[Start of Dataset content]
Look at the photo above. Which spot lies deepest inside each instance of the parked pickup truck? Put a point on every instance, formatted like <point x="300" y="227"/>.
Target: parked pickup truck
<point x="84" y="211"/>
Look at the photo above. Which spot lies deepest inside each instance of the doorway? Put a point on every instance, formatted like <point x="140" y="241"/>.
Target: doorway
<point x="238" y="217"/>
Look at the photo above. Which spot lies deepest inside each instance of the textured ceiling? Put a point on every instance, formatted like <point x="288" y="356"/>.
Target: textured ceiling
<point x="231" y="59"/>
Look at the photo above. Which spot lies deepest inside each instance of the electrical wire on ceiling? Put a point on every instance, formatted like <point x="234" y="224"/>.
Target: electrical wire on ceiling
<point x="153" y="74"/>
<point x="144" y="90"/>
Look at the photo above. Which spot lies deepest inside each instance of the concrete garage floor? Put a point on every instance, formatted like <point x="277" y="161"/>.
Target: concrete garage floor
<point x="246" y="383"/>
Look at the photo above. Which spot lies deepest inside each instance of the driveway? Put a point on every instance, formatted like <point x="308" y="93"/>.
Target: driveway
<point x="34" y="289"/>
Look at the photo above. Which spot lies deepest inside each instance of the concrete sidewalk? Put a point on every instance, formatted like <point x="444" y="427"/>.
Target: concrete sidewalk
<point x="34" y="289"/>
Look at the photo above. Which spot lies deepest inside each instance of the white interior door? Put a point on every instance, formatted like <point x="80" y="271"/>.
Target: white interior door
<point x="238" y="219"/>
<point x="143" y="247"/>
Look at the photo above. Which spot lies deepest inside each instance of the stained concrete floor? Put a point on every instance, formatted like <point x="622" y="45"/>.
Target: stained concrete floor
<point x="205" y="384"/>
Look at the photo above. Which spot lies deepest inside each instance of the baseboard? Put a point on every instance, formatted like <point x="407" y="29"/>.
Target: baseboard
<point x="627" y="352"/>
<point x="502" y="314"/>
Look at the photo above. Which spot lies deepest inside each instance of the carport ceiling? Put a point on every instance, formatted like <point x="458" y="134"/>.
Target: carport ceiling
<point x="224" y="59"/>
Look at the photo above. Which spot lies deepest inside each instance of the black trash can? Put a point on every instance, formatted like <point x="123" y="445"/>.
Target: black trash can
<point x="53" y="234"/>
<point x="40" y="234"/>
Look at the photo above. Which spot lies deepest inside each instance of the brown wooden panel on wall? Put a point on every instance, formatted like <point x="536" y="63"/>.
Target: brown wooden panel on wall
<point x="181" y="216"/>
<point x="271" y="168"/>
[End of Dataset content]
- [Short exercise]
Rescale the entries between the line holding "of the carport" and the last line of the entries, inclusive, writing out every one of those lines again with each point coordinate in the answers multiplied by 2 and rounded to a whole number, halves up. Keep the numbers in the requests and their format samples as they are.

- [Result of this task]
Look at the photo above. Which spot lies deepest inside each instance of the carport ceiling? Put a point on every instance, formatted like <point x="458" y="134"/>.
Target: carport ceiling
<point x="448" y="118"/>
Look at the photo above. Which spot lies deepest inside each instance of the black trash can? Put a point on every instance, formatted like <point x="123" y="445"/>.
Target: black trash can
<point x="106" y="468"/>
<point x="80" y="468"/>
Look at the photo above. Which spot lies deepest inside each instance of the brown wooden panel on wall? Put a point on every instance, formatted like <point x="536" y="63"/>.
Target: brown wooden panel on wall
<point x="362" y="432"/>
<point x="542" y="336"/>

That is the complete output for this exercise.